(Pointing entries for named objects)
==========
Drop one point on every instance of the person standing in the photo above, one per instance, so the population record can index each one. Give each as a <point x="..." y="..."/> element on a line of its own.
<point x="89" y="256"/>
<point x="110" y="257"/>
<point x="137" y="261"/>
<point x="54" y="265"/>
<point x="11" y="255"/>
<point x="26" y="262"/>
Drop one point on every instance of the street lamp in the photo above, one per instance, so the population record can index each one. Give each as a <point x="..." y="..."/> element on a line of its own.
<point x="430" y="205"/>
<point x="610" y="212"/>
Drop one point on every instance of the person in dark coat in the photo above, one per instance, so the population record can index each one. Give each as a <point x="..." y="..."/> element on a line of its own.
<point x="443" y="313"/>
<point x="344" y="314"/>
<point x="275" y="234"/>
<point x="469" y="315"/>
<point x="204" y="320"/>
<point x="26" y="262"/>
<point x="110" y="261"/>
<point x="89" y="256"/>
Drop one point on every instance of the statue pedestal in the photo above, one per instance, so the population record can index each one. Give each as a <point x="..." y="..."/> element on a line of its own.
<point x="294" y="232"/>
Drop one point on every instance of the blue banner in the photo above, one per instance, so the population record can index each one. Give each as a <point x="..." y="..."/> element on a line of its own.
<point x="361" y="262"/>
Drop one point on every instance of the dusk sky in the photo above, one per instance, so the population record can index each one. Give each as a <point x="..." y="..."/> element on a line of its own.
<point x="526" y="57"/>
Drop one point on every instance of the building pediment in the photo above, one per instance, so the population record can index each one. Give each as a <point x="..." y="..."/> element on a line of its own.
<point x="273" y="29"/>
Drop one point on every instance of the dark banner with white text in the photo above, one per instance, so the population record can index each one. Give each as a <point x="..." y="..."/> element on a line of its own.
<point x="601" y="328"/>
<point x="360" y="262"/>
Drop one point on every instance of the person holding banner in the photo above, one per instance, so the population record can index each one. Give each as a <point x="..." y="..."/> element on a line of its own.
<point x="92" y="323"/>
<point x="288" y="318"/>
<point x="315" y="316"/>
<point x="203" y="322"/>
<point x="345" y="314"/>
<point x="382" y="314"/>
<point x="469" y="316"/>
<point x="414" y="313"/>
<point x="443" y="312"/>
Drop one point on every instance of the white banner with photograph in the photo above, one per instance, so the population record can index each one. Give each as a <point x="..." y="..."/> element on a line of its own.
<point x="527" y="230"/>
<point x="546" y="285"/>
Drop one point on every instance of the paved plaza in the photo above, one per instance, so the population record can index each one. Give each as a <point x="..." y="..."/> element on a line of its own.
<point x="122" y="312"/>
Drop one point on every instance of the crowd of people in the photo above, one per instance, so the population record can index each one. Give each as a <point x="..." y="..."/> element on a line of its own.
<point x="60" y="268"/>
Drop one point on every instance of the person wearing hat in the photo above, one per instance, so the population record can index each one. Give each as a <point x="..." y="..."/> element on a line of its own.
==========
Short task
Rewrite all of the data above as a numbered list, dropping any blank lines.

Solution for this task
1. Drop one point on every instance of the person standing in the photo above, one per instance, so the population record can index each one. Give each as a <point x="..." y="..."/> element on a line of its own.
2. <point x="89" y="256"/>
3. <point x="110" y="257"/>
4. <point x="137" y="261"/>
5. <point x="54" y="265"/>
6. <point x="11" y="255"/>
7. <point x="26" y="262"/>
8. Drop one point on every instance of the street lamp in the photo above, one per instance, so the population record can index each one. Give each as a <point x="..." y="..."/> element on a line of its own.
9. <point x="430" y="205"/>
10. <point x="610" y="212"/>
11. Drop one point on every instance of the person in dark coat in the photo above, one per instance, so the population record can index each one. Give each as a <point x="..." y="..."/> element on a line of its own.
12. <point x="443" y="313"/>
13. <point x="344" y="314"/>
14. <point x="275" y="234"/>
15. <point x="469" y="315"/>
16. <point x="204" y="320"/>
17. <point x="26" y="262"/>
18. <point x="110" y="261"/>
19. <point x="89" y="256"/>
20. Drop one point on every instance of the statue pedestal in the photo above, one per instance, so the population record can index each one. Give each as a <point x="..." y="..."/> element on a line of its own.
21. <point x="294" y="232"/>
22. Drop one point on every instance of the blue banner in the photo above, one per instance, so the population record can index each one. Give each as a <point x="..." y="..."/> element on a line of its own.
23. <point x="361" y="262"/>
24. Drop one point on every instance of the dusk sky in the photo above, one per instance, so the population record can index each one. Give each as a <point x="..." y="..."/> element on a line of its own.
25. <point x="526" y="57"/>
26. Drop one point on every instance of the building pediment in the photo above, one per instance, so the population record can index each one. Give each as a <point x="..." y="..."/> element on a line of its own.
27. <point x="273" y="29"/>
28. Drop one point on every instance of the dark banner with white text in the photo above, one per instance, so the population record can index each one. Give each as a <point x="..." y="..."/> element on a line of its own.
29. <point x="601" y="328"/>
30. <point x="360" y="262"/>
31. Drop one point on every instance of the person holding banner in the photo above, one per instance, so the population record can index each one. Give each as a <point x="..." y="..."/> element on a line of its own.
32. <point x="92" y="323"/>
33. <point x="288" y="318"/>
34. <point x="315" y="316"/>
35. <point x="203" y="322"/>
36. <point x="345" y="314"/>
37. <point x="382" y="314"/>
38. <point x="469" y="316"/>
39. <point x="414" y="313"/>
40. <point x="443" y="312"/>
41. Drop one point on every instance of the white banner with photograph in the photo above, one per instance, so the population record can index each one. Give each as a <point x="..." y="..."/> element on a line of its own.
42. <point x="527" y="230"/>
43. <point x="546" y="285"/>
44. Drop one point on every instance of the paved plaza in the photo above, one per instance, so the population record can index each one. Give each as a <point x="..." y="..."/> element on a line of its own.
45. <point x="122" y="312"/>
46. Drop one point on every instance of the crowd of people in the photo above, one per instance, so the population record can index each one. Give each as a <point x="..." y="..."/> element on a line of its own.
47. <point x="60" y="268"/>
48. Drop one point on every instance of the person wearing hat in the photo above, one per instance, so the population record can index each one. Give each as a <point x="..." y="..."/> element on a line of its own.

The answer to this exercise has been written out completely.